Records from a point labeling set:

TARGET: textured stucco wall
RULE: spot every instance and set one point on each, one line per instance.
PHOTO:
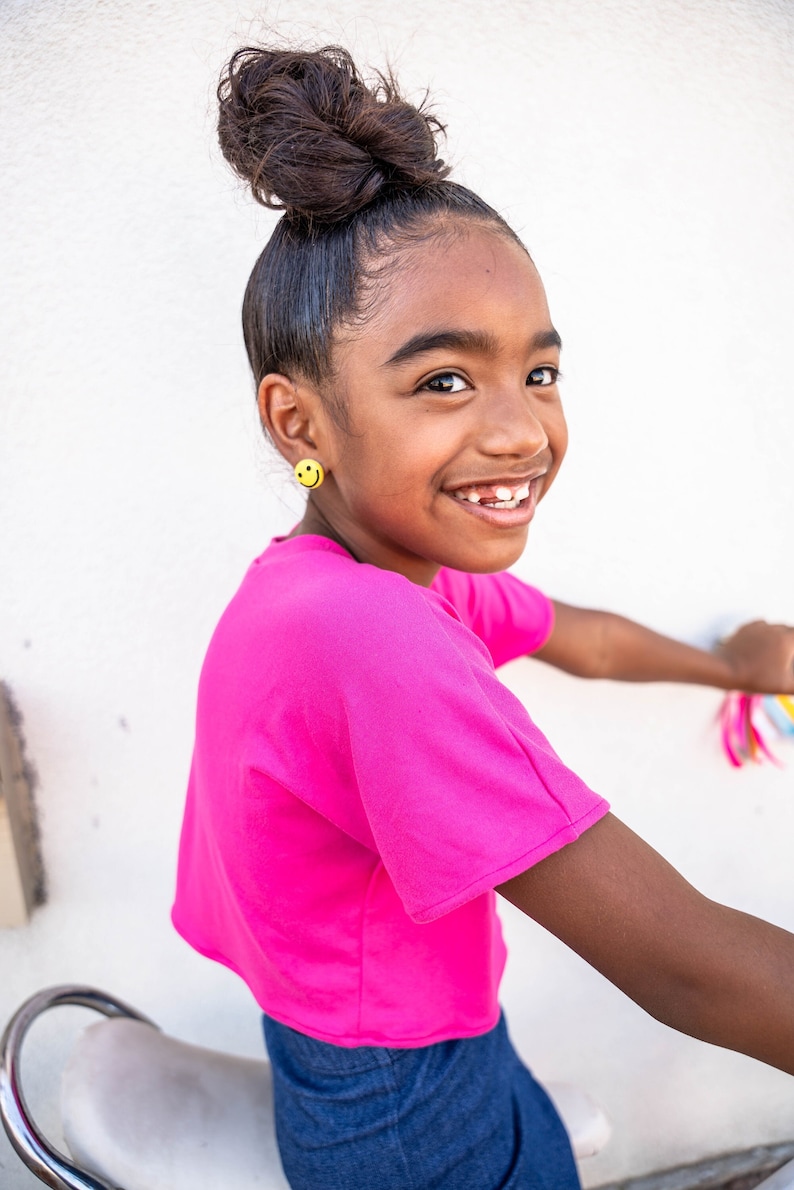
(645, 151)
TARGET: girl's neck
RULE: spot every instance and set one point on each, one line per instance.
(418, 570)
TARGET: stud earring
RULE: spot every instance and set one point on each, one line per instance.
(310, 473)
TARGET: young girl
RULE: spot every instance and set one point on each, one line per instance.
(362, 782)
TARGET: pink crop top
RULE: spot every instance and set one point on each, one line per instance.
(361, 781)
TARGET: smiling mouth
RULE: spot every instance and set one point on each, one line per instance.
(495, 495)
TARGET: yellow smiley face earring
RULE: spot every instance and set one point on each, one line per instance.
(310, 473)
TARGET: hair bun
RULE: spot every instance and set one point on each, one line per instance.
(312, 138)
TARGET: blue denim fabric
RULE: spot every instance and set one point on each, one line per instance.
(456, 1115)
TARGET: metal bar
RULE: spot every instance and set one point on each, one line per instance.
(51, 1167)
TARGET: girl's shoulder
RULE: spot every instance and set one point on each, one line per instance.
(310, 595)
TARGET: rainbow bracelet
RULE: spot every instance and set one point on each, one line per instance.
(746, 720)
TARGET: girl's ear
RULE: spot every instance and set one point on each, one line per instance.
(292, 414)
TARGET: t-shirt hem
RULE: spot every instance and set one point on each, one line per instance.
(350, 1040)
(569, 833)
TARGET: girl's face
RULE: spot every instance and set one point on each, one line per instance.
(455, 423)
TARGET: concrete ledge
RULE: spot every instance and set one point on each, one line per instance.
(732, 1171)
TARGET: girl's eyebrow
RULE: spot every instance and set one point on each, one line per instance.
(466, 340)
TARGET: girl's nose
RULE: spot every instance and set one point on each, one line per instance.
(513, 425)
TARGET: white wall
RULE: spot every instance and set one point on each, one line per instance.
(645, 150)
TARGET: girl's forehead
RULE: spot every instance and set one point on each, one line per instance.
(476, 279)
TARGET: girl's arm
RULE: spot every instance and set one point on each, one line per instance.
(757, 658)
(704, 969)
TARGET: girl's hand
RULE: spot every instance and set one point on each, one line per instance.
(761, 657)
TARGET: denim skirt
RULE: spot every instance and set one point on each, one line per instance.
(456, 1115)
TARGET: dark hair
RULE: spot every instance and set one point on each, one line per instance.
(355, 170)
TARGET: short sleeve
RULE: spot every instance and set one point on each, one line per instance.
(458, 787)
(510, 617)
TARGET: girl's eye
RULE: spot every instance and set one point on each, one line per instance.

---

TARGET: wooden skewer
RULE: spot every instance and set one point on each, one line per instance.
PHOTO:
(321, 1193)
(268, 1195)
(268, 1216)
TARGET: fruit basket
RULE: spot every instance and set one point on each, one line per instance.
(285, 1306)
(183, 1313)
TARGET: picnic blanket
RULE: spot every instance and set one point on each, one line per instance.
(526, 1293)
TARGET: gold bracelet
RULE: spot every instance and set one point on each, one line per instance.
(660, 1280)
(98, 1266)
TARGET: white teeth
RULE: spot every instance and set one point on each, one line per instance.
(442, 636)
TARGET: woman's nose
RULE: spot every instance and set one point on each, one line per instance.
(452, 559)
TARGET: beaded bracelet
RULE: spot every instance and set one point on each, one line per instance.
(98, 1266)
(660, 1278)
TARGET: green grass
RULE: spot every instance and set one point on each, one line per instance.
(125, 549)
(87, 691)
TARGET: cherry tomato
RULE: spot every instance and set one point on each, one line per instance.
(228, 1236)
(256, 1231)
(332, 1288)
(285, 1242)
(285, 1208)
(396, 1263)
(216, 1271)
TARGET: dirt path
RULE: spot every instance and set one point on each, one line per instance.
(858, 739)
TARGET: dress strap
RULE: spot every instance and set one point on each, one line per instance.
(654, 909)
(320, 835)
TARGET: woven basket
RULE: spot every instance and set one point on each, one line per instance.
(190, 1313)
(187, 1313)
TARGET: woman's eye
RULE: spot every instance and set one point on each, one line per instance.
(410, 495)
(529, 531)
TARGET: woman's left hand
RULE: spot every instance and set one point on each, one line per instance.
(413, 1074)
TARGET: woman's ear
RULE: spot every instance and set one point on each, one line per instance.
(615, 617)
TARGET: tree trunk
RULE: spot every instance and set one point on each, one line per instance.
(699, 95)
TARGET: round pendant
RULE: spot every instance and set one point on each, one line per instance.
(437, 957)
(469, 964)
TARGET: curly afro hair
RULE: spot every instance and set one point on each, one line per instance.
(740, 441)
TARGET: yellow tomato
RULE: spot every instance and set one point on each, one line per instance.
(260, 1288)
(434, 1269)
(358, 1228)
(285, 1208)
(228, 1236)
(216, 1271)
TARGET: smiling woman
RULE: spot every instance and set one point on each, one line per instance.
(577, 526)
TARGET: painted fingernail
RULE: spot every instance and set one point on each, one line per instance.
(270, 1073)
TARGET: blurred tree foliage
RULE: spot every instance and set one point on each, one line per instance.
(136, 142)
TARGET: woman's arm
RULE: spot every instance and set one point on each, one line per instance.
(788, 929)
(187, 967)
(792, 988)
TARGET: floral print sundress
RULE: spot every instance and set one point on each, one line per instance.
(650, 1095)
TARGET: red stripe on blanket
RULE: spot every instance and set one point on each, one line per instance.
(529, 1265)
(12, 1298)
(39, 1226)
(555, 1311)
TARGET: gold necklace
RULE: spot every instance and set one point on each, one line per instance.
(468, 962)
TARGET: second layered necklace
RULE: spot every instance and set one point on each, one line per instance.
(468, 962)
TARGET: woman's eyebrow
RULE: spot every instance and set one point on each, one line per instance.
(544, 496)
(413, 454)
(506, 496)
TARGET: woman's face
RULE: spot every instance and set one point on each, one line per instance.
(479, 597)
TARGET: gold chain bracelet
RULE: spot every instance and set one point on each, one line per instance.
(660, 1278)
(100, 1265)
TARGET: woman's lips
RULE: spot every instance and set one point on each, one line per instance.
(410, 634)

* * *

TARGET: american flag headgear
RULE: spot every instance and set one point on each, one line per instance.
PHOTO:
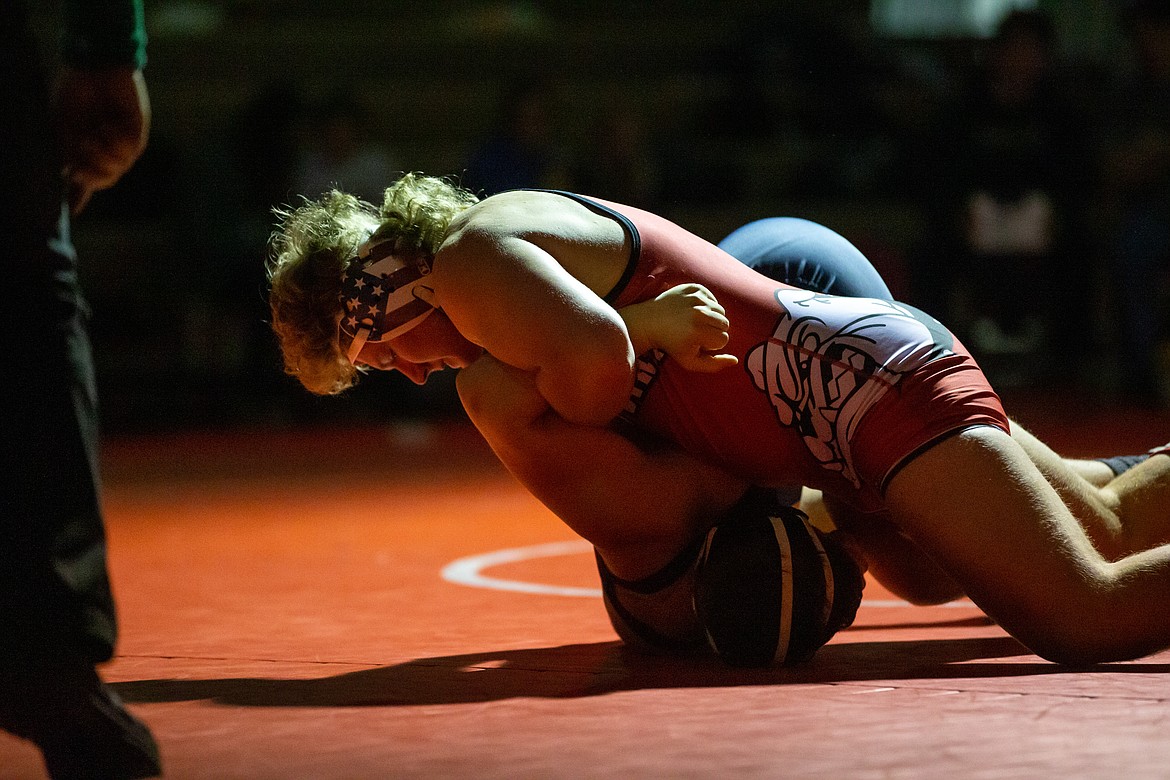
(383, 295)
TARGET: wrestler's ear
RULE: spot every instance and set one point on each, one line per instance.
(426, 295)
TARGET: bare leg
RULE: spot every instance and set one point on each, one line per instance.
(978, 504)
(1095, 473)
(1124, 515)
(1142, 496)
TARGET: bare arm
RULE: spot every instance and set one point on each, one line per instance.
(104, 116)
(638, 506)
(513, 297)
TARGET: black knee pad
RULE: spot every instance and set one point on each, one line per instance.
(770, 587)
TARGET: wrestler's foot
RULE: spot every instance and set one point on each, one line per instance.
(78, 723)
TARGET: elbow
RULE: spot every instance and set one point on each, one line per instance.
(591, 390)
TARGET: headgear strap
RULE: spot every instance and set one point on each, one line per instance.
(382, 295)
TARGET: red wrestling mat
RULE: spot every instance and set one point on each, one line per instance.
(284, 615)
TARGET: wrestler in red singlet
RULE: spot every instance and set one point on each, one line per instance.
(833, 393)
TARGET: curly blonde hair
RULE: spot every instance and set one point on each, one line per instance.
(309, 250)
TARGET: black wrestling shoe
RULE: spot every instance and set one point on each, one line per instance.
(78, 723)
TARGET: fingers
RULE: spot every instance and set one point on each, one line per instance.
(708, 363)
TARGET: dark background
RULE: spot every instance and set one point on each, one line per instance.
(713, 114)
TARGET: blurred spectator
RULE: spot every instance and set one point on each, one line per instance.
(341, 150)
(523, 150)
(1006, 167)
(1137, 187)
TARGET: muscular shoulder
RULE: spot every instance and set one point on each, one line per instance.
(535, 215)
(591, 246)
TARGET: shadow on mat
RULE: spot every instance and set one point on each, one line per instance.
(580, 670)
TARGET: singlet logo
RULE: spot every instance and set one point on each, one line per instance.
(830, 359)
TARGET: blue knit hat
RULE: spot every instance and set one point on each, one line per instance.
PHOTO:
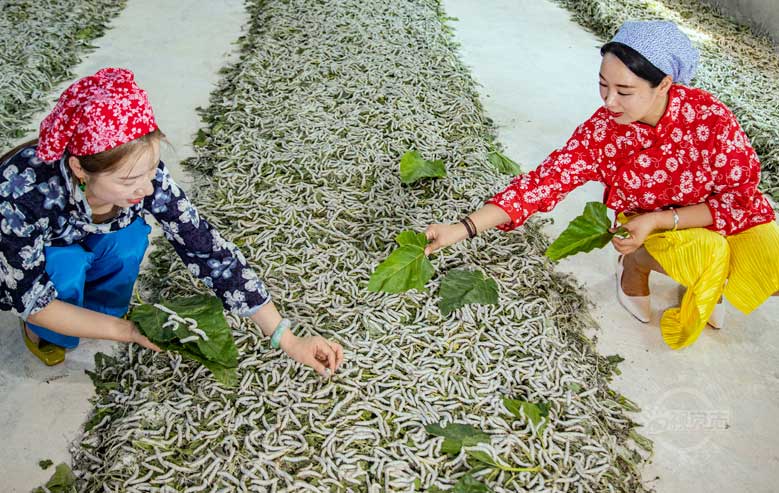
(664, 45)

> _DESCRIPTION OF THE TASK_
How many lines in the material above contain the string "wrestler"? Reply with the number alone.

> _EXERCISE SOLUTION_
3